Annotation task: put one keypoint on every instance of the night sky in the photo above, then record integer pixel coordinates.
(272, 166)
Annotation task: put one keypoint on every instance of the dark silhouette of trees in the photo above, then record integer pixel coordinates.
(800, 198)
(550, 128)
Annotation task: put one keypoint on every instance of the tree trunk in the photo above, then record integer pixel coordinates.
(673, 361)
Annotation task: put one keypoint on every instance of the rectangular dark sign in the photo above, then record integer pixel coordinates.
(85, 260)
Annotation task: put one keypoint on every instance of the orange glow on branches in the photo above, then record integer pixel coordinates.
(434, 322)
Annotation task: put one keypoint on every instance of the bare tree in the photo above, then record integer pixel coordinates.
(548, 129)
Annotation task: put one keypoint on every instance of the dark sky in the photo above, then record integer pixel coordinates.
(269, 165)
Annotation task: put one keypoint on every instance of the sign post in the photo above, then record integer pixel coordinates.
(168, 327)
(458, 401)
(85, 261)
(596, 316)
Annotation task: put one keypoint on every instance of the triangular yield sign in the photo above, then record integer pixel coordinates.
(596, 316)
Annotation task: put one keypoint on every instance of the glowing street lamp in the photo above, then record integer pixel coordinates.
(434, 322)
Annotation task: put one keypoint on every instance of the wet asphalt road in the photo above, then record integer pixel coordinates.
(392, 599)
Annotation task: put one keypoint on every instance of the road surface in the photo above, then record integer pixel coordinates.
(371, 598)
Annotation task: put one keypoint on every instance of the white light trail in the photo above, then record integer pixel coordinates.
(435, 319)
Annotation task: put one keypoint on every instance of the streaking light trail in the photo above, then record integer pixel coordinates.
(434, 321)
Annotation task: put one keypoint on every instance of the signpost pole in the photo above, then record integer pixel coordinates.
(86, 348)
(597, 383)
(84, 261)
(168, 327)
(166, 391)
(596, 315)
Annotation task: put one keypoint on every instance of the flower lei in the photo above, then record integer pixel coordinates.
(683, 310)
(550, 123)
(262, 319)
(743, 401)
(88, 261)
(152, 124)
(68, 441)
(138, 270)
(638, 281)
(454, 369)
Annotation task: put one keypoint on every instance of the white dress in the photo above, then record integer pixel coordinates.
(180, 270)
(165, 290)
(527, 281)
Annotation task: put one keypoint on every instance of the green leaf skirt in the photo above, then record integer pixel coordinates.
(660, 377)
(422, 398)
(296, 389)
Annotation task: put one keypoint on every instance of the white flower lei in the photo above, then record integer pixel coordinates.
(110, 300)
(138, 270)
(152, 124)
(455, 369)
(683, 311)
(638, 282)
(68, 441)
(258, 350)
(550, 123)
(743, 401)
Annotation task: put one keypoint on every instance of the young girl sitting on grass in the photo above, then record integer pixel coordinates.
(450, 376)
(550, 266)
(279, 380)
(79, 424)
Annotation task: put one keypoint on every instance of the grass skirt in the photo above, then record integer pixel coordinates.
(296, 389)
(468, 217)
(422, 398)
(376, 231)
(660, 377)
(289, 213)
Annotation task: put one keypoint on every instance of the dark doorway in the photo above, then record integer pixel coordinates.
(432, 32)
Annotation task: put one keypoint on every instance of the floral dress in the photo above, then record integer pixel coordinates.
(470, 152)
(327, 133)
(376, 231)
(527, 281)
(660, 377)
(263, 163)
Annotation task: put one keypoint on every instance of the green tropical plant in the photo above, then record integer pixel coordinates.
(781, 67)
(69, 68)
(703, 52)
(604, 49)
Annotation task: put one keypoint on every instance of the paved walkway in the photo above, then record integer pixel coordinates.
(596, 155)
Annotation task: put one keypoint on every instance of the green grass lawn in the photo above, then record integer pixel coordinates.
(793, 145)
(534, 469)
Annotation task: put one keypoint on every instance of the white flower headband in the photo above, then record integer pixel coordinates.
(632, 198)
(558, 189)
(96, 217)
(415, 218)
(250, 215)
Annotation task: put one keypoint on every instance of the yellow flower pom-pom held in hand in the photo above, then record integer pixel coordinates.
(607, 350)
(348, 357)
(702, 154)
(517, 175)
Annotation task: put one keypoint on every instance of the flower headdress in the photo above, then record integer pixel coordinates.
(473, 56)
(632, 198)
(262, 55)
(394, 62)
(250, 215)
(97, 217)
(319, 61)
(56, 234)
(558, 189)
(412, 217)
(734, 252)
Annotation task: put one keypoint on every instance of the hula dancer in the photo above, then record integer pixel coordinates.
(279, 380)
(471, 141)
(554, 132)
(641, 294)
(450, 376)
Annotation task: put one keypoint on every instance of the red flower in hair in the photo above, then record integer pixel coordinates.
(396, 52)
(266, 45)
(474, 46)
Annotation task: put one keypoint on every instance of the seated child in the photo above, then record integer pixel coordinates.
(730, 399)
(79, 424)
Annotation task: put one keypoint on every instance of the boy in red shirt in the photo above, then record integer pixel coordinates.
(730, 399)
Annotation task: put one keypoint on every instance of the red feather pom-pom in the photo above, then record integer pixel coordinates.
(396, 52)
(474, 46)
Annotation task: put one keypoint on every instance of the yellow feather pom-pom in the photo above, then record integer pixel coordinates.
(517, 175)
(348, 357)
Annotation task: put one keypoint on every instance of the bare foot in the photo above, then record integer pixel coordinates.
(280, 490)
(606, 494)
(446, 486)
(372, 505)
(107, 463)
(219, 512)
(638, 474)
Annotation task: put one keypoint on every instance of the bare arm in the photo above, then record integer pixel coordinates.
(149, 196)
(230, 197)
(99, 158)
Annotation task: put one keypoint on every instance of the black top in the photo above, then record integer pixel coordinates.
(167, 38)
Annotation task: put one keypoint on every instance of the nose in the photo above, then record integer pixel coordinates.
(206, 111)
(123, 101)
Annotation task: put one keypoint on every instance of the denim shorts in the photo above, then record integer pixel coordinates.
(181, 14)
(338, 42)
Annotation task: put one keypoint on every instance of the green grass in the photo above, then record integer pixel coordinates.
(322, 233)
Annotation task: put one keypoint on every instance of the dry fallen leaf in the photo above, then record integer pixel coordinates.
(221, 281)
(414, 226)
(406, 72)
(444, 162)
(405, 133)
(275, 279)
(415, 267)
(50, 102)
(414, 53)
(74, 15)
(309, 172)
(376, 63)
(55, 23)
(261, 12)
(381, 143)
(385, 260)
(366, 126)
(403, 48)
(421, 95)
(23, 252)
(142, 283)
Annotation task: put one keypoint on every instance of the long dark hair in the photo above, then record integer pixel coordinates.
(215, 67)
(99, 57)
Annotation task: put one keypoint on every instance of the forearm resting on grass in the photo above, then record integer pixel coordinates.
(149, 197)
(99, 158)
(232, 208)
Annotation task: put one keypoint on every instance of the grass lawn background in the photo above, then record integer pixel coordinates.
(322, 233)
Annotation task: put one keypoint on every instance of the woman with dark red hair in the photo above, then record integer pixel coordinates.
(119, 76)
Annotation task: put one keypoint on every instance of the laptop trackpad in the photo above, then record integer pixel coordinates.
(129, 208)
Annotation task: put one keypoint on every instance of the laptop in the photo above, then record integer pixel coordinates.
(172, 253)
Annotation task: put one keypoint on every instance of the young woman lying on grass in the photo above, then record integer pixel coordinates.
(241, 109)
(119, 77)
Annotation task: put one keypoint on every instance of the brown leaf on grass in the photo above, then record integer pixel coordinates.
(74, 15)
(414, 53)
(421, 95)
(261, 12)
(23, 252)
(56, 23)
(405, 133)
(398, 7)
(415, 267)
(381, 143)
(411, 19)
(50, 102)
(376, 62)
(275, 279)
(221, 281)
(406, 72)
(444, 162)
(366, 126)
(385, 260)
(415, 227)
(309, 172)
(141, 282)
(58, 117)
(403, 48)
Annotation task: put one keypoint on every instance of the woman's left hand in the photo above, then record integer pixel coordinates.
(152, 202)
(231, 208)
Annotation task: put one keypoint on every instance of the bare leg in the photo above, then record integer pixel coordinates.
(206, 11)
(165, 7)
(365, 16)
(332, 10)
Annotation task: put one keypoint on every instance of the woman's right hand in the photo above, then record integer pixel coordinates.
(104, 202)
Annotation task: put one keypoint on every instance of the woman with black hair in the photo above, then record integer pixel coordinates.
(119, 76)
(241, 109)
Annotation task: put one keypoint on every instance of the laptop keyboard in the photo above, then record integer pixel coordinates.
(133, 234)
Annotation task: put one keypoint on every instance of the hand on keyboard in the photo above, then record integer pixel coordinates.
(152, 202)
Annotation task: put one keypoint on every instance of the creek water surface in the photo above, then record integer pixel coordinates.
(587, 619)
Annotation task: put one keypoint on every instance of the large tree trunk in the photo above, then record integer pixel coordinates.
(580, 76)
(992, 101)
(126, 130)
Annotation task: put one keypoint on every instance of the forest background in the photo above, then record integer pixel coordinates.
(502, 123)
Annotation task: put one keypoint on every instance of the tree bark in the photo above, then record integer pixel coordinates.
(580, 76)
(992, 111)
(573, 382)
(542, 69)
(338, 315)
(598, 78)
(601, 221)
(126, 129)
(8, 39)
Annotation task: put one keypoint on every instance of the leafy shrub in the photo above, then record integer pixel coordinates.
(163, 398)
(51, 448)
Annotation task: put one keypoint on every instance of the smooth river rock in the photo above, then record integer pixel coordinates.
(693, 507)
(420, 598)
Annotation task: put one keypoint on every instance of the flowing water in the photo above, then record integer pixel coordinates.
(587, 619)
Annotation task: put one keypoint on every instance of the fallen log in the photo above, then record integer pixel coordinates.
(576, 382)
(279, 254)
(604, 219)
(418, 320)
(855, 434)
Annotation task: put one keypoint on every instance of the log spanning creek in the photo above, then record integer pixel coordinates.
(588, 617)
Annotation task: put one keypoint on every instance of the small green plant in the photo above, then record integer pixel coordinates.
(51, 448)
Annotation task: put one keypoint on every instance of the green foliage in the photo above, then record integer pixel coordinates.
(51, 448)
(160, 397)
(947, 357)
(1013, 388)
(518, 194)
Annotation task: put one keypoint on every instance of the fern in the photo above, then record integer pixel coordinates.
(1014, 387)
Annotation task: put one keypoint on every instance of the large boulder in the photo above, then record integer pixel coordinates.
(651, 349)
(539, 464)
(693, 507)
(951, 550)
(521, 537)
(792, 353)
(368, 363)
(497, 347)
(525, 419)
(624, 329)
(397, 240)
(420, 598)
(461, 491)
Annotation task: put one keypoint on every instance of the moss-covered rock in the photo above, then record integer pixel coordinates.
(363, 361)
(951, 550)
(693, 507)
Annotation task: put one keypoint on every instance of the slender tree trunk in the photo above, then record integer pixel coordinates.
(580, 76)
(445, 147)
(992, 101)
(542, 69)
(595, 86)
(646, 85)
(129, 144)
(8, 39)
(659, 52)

################

DO THIS:
From the line with "of the flowing" to the last line of the material, give every line again exactly, and only those lines.

THE ANSWER:
Annotation task: put one keypoint on every instance of the flowing water in the photo above, then record integer pixel coordinates.
(587, 619)
Annotation task: put one keypoint on every instance of the fallen log in the photo above, then record integer pixel coordinates.
(576, 382)
(279, 254)
(604, 219)
(418, 320)
(855, 434)
Annotation task: put one keypoint on every instance of the log spanning creek in the photo above, then record integer pixel coordinates.
(588, 617)
Annotation task: put one keypoint on every instance of the small green plant in the photo above, then record integer pixel coordinates.
(51, 448)
Annotation task: put one keypoint on every instance of the green foliage in the photo above, then record integer pixel coordinates.
(51, 448)
(160, 397)
(947, 357)
(1013, 388)
(518, 194)
Annotation task: put one keypoint on every instance of the fern in the photo above, then record integer pixel coordinates.
(1014, 387)
Annotation task: put one keypoint on every instance of the large boulder in the photo above, then record integer pixel coordinates.
(651, 349)
(539, 464)
(693, 507)
(951, 550)
(521, 537)
(792, 353)
(368, 363)
(497, 347)
(525, 419)
(624, 329)
(397, 240)
(420, 598)
(461, 491)
Annotation task: put one keypoint on every instance of the moss-covered rock in the photo above, then record integer pixel coordinates.
(363, 361)
(951, 550)
(693, 507)
Annotation task: put one keypoint on every instance of the slender tree trunk in the photo above, then record integer pixel coordinates.
(580, 76)
(445, 147)
(992, 101)
(542, 69)
(595, 86)
(646, 85)
(129, 144)
(8, 39)
(659, 52)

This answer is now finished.